- **WORK ITEM**
In the study excerpt on rubella and measles immunity, what percentage of participants had serological evidence of immunity to measles?

- **SUPPLIED PASSAGE**
The population characteristics are shown in Table 1.
Table 1:
Approximately 30% of subjects were either born overseas or the information was not available, making it impossible to make assumptions about whether or not they received MMR in childhood.
As shown in Table 2, 71% and 89% of participants had serological evidence of immunity to rubella and measles, respectively. If equivocal rubella results are included in the immune group, rubella serological immunity increased to 89%.
Table 2:
The important finding is that only two women with immune levels of rubella IgG lacked detectable measles antibodies. One person was born in Fiji in 1992, where measles-rubella vaccination was introduced in 2003. The other was identified as New Zealand European, born in New Zealand in 1990, but we did not have any vaccination history. Our study was too small for further subgroup analysis.
A study of antenatal serology from Montreal showed higher rates of immunity to rubella and measles, but also found that rubella non-immunity predicts measles non-immunity. Interestingly they found that routine measles antibody testing showed that 28% of women were “non-immune” to measles, but when tested with the reference plaque reduction assay, the number of non-immune dropped to 4.3%.6 Our study therefore probably undercalls measles immunity, which would only strengthen the conclusion that a woman with immune levels of rubella antibodies is unlikely to non-immune to measles.

- **DATA UNDER STUDY**
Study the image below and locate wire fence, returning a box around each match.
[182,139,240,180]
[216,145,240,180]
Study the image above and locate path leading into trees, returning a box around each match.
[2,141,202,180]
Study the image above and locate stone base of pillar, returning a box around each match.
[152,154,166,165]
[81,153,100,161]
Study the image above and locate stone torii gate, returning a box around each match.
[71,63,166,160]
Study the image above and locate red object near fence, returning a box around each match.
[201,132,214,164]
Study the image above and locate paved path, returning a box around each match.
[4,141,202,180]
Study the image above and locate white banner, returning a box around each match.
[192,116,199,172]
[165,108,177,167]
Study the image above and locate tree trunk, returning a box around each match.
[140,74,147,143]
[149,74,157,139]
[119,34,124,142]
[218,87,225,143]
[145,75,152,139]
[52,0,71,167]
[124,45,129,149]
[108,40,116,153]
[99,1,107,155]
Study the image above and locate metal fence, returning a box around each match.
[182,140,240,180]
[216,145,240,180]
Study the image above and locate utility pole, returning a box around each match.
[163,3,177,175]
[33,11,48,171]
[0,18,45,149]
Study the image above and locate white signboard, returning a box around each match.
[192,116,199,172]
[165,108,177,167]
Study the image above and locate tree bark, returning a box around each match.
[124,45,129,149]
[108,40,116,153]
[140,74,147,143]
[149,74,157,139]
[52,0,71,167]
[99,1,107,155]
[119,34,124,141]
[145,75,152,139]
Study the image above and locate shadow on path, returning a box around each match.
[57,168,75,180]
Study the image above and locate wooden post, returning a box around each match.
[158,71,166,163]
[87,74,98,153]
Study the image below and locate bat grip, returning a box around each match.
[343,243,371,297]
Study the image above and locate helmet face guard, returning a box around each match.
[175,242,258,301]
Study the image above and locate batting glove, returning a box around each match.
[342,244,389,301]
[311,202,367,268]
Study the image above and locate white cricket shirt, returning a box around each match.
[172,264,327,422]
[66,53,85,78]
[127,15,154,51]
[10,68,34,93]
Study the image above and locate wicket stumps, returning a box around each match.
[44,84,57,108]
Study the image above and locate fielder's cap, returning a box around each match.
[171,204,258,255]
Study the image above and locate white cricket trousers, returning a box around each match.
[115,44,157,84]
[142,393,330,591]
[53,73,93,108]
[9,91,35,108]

- **SOLUTION TO THE PROBLEM**
89% of participants had serological evidence of immunity to measles.